Your objective
Every line of the listing should be repeated exactly.

(Input data begins)

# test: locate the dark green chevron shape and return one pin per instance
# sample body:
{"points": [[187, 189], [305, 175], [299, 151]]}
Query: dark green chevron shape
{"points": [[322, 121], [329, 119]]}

(Input data ends)

Answer for this exercise
# test: locate the dark green chevron shape and return one pin per instance
# sample body:
{"points": [[187, 189], [305, 175], [299, 151]]}
Query: dark green chevron shape
{"points": [[322, 121], [329, 119]]}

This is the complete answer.